*ASSIGNMENT*
How many lines of the entries hold the string "soccer"? Reply with the number alone.
DATASET RECORDS Block Start
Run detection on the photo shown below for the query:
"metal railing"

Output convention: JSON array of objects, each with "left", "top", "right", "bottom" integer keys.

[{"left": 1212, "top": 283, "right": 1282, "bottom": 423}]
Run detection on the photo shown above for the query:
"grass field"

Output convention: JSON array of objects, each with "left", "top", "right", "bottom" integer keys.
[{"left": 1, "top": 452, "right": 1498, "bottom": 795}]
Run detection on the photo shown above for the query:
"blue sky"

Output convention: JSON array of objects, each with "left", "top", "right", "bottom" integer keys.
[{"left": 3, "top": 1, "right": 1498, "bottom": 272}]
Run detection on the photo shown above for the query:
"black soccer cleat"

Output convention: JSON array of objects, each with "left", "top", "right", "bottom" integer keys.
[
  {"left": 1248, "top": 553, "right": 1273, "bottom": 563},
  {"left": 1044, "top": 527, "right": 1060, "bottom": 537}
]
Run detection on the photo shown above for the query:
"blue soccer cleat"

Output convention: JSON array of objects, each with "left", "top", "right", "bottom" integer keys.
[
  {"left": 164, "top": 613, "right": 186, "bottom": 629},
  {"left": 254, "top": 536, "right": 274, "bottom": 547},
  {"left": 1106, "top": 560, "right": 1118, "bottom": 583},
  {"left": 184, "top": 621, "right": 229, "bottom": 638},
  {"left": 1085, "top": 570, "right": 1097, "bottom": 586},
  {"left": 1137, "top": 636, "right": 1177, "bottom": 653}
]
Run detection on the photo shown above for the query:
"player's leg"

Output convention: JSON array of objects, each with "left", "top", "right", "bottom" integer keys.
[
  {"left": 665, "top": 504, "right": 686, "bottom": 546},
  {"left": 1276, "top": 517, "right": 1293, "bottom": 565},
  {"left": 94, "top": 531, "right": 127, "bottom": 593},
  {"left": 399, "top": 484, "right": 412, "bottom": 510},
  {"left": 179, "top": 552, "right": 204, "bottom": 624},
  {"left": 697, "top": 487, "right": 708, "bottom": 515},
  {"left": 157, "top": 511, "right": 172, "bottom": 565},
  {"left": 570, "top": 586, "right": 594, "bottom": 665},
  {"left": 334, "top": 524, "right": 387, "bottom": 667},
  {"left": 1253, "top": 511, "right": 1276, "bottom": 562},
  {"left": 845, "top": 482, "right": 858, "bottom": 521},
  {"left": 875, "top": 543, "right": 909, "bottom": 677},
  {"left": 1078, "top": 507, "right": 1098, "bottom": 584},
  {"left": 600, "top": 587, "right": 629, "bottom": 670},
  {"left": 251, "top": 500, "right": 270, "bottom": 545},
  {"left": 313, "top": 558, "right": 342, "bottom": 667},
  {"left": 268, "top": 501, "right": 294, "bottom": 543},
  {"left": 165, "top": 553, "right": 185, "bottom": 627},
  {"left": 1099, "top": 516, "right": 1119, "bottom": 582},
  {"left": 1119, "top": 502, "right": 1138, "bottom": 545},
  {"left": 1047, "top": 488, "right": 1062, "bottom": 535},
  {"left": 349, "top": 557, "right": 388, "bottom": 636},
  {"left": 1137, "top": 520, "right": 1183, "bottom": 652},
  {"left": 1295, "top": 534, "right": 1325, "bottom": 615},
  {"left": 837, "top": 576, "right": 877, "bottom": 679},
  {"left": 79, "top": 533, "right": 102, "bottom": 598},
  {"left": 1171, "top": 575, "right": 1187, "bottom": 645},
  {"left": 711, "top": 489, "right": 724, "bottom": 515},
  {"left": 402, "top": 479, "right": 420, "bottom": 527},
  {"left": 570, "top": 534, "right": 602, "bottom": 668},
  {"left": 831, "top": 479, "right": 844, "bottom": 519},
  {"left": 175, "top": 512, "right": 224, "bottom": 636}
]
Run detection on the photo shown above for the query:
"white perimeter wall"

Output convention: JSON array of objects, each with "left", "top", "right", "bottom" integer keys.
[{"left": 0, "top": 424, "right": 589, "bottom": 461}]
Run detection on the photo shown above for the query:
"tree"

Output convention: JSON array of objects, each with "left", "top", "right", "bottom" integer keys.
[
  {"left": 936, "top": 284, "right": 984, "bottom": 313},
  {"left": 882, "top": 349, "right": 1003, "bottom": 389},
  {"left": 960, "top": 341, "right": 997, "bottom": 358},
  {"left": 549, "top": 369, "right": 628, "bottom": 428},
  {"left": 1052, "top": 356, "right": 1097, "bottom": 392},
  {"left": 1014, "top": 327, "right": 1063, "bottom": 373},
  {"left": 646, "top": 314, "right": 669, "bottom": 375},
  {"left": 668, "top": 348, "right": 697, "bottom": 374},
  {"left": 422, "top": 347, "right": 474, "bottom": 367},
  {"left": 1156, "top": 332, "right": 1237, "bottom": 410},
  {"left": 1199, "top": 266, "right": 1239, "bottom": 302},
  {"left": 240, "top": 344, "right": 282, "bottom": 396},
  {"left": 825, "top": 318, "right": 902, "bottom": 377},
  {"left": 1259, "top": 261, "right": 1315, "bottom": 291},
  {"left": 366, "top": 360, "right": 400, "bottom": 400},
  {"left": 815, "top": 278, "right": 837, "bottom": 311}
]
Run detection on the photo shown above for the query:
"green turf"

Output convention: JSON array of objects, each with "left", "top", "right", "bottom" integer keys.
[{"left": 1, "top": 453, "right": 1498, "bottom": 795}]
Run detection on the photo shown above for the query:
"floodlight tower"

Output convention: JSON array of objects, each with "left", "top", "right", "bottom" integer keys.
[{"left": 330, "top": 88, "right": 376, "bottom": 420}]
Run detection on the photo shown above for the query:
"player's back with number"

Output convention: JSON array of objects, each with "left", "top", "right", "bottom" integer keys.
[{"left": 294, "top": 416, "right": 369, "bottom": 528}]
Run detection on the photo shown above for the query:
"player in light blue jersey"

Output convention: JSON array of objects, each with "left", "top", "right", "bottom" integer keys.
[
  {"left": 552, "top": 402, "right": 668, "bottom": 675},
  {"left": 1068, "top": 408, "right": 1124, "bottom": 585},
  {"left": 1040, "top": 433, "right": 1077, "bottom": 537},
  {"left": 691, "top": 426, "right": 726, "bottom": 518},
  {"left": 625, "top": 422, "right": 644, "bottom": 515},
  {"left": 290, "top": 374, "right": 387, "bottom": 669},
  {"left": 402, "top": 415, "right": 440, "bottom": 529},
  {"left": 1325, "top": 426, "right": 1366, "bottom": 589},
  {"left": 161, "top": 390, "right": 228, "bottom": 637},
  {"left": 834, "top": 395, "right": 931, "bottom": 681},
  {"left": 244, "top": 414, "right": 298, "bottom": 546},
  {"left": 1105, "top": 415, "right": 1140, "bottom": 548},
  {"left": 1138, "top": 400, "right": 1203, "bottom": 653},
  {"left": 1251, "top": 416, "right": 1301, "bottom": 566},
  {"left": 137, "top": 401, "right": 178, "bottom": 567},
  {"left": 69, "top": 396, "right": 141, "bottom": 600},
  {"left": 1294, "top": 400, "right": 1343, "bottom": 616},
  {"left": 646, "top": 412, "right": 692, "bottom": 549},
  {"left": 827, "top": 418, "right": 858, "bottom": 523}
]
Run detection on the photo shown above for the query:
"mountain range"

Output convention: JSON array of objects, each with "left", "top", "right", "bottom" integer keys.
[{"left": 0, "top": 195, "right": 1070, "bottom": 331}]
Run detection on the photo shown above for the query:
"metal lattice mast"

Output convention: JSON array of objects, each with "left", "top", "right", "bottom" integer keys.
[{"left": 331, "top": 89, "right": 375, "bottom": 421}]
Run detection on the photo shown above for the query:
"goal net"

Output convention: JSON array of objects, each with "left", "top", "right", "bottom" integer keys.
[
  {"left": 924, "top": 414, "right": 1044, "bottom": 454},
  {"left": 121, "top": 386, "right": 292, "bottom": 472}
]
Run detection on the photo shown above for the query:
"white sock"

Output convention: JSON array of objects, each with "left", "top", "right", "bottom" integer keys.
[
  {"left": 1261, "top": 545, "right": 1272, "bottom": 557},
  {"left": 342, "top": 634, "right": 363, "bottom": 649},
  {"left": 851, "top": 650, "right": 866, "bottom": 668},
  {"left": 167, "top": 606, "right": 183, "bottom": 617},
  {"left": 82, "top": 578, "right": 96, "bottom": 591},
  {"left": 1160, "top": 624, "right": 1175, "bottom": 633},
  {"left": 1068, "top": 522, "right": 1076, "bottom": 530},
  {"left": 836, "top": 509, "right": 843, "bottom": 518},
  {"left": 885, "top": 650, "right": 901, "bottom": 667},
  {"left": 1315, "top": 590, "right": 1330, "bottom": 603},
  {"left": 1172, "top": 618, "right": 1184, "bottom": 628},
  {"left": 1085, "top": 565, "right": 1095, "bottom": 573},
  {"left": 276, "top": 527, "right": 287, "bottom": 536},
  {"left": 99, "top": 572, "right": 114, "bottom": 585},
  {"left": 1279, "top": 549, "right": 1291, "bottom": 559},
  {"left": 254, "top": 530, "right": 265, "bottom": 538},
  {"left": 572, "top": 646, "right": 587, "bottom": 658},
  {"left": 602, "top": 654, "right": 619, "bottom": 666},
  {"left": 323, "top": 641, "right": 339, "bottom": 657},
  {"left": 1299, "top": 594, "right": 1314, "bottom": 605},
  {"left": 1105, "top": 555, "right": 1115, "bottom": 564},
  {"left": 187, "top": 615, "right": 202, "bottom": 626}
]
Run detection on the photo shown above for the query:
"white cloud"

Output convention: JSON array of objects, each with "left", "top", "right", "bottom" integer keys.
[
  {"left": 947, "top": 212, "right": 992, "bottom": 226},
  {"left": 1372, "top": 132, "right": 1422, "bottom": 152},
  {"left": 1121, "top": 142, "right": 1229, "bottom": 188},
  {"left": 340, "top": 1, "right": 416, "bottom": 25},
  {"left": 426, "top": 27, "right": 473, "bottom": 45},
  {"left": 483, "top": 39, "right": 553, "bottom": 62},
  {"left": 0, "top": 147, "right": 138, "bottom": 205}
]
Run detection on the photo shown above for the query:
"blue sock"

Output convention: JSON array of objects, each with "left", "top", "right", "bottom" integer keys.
DATASET RECORDS Block End
*ANSWER AREA*
2